Cosa fare
1) Nel brano sui regolamenti vitivinicoli, quale regolamento abroga il regolamento UE n. 607/2009 della Commissione?
2) Per favore, prosegui il brano sui regolamenti vitivinicoli a partire dall'ultima voce riportata.

Brano
◇ ◇ ◇

Regolamento UE n.555/2008 della Commissione, concernente i programmi di sostegno, agli scambi con i paesi terzi, il potenziale produttivo ed i controlli nel settore vitivinicolo

Regolamento delegato UE 273/2018, concernente (anche) lo schedario viticolo, le dichiarazioni obbligatorie e le informazioni per il controllo del mercato, i documenti che scortano il trasporto dei prodotti e la tenuta dei registri nel settore vitivinicolo. Tale regolamento fra l’altro abroga il previgente regolamento UE n. 436/2009 della Commissione.

Regolamento 934/2019 della Commissione, recante il  Codice Enologico (che abroga il precedente regolamento UE n.606/2009)

Regolamento delegato (UE) 2019/33 della Commissione, del 17 ottobre 2018, che integra il regolamento (UE) n. 1308/2013 del Parlamento europeo e del Consiglio per quanto riguarda le domande di protezione delle denominazioni di origine, delle indicazioni geografiche e delle menzioni tradizionali nel settore vitivinicolo, la procedura di opposizione, le restrizioni dell’uso, le modifiche del disciplinare di produzione, la cancellazione della protezione nonché l’etichettatura e la presentazione. Tale regolamento abroga il regolamento UE n.607/2009 della Commissione.

◇ ◇ ◇

(Voci di dati salvate)
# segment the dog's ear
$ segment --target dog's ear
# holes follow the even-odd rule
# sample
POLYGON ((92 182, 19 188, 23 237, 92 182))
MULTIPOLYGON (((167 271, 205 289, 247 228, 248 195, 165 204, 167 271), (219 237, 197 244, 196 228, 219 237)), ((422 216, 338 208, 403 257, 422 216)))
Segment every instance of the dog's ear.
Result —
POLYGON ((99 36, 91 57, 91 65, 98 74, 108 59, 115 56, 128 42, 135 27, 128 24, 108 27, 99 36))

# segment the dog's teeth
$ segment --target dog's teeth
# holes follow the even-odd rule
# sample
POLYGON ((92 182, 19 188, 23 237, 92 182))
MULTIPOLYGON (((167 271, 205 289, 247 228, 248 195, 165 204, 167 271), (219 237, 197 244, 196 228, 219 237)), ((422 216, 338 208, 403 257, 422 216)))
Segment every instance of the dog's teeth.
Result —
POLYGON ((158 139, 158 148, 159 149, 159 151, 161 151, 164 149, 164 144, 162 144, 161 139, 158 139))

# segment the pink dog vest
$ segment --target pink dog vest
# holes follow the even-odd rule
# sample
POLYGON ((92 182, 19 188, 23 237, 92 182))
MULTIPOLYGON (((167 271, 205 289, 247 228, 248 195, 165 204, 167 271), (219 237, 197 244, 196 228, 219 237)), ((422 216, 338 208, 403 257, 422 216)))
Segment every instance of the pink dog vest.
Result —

◇ ◇ ◇

Risultati dell'esercizio
1) Il regolamento delegato (UE) 2019/33 della Commissione, del 17 ottobre 2018.

2)
Si tenga conto che detti regolamenti subiscono modificazioni con una certa frequenza, per cui ne va preso in considerazione il testo consolidato, vigente nel momento che interessa.


Per effetto dei poteri che le sono stati delegati mediante la riforma della PAC nel 2013, la Commissione ha quindi adottato i regolamenti delegati ed esecutivi per l’attuazione delle norme previste dal regolamento sulla OCM Unica.

 

Cronologicamente, ciò è avvenuto nel seguente modo:

 

Nel 2015 sono  stati pubblicati i due regolamenti concernenti il regime delle autorizzazioni agli impianti viticoli: il 560/2015 (regolamento delegato) ed il 561/2015 (regolamento esecutivo). Essi sono poi stati abrogati a fine 2017, venendo rispettivamente sostituiti dal regolamento delegato 273/2018  e dal regolamento di esecuzione 274/2018.

Nel 2016 ha invece fatto seguito l’emanazione di altri due regolamenti, aventi ad oggetto i programmi di sostegno al settore vitivinicolo:

  • il Regolamento di esecuzione (UE) 2016/1150 della Commissione, del 15 aprile 2016, recante modalità di applicazione del regolamento (UE) n. 1308/2013 del Parlamento europeo e del Consiglio per quanto riguarda i programmi nazionali di sostegno al settore vitivinicolo;
  • il Regolamento delegato (UE) 2016/1149 della Commissione, del 15 aprile 2016, che integra il regolamento (UE) n. 1308/2013 del Parlamento europeo e del Consiglio per quanto riguarda i programmi nazionali di sostegno al settore vitivinicolo e che modifica il regolamento (CE) n. 555/2008 della Commissione.

 

A fine 2017 sono intervenute nuove modificazioni alla legislazione attuativa del regolamento base, portate dai già citati regolamento delegato 273/2018  e dal regolamento di esecuzione 274/2018.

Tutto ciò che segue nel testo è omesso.